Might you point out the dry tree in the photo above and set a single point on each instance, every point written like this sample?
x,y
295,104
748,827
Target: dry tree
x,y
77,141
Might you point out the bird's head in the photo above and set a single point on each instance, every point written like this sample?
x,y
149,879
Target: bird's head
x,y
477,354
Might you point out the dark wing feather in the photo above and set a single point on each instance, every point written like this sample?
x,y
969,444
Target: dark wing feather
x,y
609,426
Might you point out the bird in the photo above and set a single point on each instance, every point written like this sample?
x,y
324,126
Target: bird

==

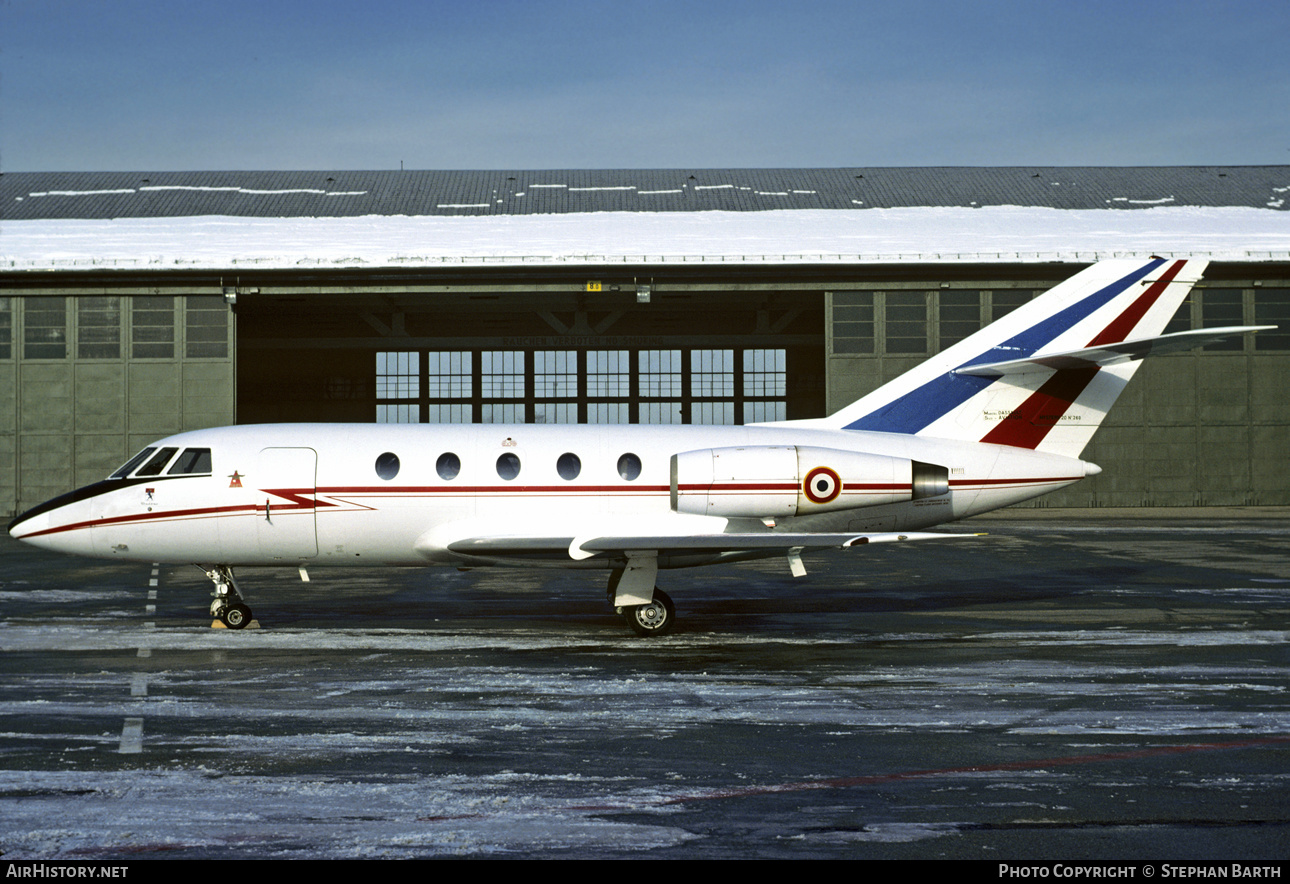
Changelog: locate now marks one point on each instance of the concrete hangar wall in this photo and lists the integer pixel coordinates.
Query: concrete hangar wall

[Exercise]: Pick out every line in the records above that contains the string "wall", and copy each one in full. Case counts.

[Result of the exercise]:
Changelog: locate now marks one point on each instance of the concrete hangar wall in this photo and lists the integer pixel coordinates.
Query: concrete hangar wall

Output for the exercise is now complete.